Dataset records:

----

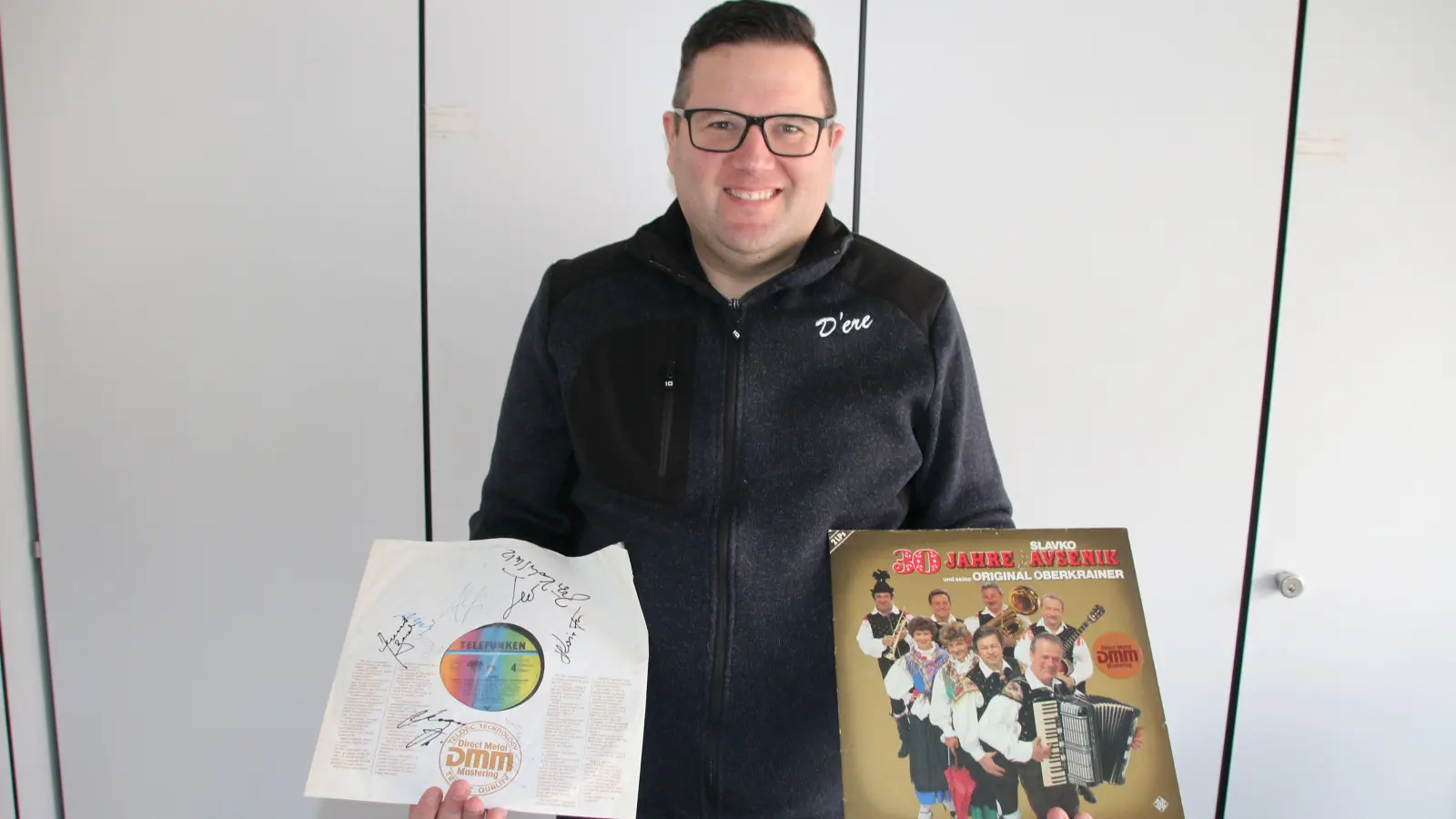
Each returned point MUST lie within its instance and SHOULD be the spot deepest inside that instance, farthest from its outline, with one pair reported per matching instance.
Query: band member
(1077, 654)
(912, 678)
(995, 603)
(941, 611)
(956, 707)
(990, 673)
(885, 634)
(1008, 724)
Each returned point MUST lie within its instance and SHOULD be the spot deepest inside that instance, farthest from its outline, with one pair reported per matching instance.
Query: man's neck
(734, 276)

----

• What the task requires: Swap "Query" for "Label" everywhere it appears in the records above, reproducing every other line unchanged and leaving out the pictures.

• Worked answer:
Each returned point MUST lie within its instance and SHOULD be the spot deepest inside that instance, farthest from its outline, with one pair reported per matching instance.
Label: band member
(1077, 654)
(912, 678)
(995, 603)
(941, 611)
(956, 707)
(990, 673)
(885, 634)
(1008, 724)
Each returned point MUST lie within its instance and SHOULD be the spot deepest inside that instance, farthest from its outline, with one pair reported per matching instance.
Label: man's neck
(734, 276)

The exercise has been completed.